---------- RECORDS TO PROCESS

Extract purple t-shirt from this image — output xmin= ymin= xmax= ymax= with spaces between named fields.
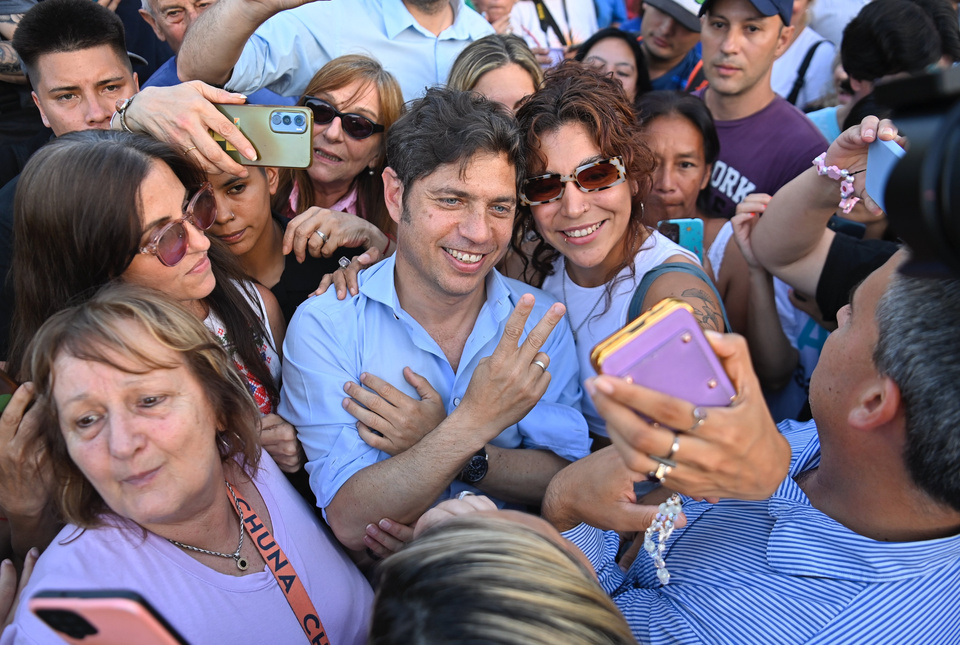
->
xmin=700 ymin=93 xmax=824 ymax=219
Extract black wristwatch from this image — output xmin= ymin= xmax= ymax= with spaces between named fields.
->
xmin=457 ymin=448 xmax=490 ymax=484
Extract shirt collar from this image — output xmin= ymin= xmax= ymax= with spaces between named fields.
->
xmin=767 ymin=426 xmax=960 ymax=583
xmin=383 ymin=0 xmax=486 ymax=40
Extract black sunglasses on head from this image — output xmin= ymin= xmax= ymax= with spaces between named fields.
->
xmin=303 ymin=97 xmax=384 ymax=139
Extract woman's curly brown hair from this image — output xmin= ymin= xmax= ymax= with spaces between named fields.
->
xmin=511 ymin=61 xmax=656 ymax=286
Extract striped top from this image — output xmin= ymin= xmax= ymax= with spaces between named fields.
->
xmin=564 ymin=421 xmax=960 ymax=645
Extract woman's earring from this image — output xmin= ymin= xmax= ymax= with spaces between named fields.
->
xmin=523 ymin=222 xmax=543 ymax=242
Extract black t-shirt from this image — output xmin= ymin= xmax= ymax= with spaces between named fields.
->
xmin=270 ymin=214 xmax=364 ymax=323
xmin=817 ymin=233 xmax=900 ymax=320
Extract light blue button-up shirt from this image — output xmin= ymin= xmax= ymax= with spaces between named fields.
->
xmin=564 ymin=421 xmax=960 ymax=645
xmin=226 ymin=0 xmax=493 ymax=100
xmin=279 ymin=258 xmax=590 ymax=508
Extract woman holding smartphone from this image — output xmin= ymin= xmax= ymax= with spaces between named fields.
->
xmin=639 ymin=91 xmax=808 ymax=420
xmin=273 ymin=54 xmax=403 ymax=264
xmin=8 ymin=130 xmax=303 ymax=548
xmin=514 ymin=62 xmax=724 ymax=437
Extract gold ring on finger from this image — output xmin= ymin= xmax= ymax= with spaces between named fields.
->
xmin=687 ymin=406 xmax=707 ymax=432
xmin=664 ymin=432 xmax=680 ymax=459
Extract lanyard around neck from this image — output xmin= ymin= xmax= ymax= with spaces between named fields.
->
xmin=227 ymin=485 xmax=330 ymax=645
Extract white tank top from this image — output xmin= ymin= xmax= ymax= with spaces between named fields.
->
xmin=543 ymin=231 xmax=700 ymax=437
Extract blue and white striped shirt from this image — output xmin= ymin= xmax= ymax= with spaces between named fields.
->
xmin=564 ymin=421 xmax=960 ymax=645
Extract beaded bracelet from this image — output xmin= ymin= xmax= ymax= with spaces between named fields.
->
xmin=813 ymin=152 xmax=866 ymax=215
xmin=643 ymin=493 xmax=683 ymax=585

--------------------

→ PROBLEM REQUIREMENTS
Starting at the row that contains "Extract blue and" and ending at the last row above, write those rows out again in full. Shift every bounding-box coordinate up by 131, and leave all other wording unchanged.

→ EXERCISE ANSWER
Extract blue and white striped shirt from this image — output xmin= ymin= xmax= ymax= with spaces between named fields.
->
xmin=695 ymin=552 xmax=1091 ymax=776
Extract beaded bracelet from this image — output xmin= ymin= xmax= ymax= with spaces between named fields.
->
xmin=944 ymin=283 xmax=997 ymax=346
xmin=774 ymin=624 xmax=814 ymax=716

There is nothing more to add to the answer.